● **THE EXERCISE**: Return each line of the listing below that contains the word "blurred".

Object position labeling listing
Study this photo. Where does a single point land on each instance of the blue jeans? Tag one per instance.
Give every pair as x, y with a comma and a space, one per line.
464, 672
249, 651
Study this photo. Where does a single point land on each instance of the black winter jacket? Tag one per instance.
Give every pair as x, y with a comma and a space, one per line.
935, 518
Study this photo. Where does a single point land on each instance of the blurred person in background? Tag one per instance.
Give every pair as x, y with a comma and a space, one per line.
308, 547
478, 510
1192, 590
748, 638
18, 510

--

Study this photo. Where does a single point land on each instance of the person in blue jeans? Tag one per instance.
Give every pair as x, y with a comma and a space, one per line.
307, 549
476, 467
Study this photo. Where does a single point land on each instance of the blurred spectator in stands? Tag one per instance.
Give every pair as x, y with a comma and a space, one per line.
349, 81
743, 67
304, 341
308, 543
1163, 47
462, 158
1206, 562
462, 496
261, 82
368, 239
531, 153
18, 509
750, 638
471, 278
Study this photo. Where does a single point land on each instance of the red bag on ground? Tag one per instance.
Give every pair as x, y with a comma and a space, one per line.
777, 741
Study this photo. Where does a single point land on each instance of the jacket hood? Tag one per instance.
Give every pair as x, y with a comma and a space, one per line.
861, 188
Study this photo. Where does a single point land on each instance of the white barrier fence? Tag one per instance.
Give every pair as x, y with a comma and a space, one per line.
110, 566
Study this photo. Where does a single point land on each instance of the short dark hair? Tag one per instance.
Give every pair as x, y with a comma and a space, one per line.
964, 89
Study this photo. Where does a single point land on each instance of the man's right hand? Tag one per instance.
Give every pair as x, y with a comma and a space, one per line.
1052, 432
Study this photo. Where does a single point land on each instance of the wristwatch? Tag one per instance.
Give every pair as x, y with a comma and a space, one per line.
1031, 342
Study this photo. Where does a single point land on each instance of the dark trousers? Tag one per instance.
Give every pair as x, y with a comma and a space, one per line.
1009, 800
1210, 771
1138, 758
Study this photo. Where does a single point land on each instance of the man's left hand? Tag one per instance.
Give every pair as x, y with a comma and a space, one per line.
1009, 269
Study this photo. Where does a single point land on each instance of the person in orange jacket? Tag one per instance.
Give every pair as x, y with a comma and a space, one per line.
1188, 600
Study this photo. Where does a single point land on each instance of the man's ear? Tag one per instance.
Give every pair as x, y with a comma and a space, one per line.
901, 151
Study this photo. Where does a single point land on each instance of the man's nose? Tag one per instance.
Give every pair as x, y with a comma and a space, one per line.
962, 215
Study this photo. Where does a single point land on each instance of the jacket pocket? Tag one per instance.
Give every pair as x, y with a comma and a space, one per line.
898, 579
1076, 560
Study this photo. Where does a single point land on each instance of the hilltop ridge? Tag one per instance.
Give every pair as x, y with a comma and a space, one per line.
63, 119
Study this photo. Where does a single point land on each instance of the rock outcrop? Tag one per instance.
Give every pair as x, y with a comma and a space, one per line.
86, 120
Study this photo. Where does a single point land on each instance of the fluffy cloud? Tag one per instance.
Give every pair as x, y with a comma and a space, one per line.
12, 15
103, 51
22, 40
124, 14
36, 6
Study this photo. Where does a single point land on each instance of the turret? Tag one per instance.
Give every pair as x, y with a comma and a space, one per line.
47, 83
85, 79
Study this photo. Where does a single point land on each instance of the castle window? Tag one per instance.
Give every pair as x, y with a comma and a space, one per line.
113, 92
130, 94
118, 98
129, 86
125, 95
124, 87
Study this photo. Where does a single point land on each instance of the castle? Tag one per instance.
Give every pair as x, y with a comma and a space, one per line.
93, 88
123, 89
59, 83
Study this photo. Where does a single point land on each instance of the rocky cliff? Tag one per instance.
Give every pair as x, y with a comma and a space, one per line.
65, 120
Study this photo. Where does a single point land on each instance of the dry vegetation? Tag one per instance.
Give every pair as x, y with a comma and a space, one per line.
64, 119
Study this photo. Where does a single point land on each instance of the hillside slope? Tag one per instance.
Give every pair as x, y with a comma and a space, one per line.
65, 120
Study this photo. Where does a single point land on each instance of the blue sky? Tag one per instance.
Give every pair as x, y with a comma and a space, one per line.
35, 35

● **RESPONSE TO THIS EXERCISE**:
Study this photo. Where does a single point land on each instance of the blurred person in background? Tag one per instance.
Study this photo. Where does a single point land on each instance of the blurred spectator in stands? Tag one per instance.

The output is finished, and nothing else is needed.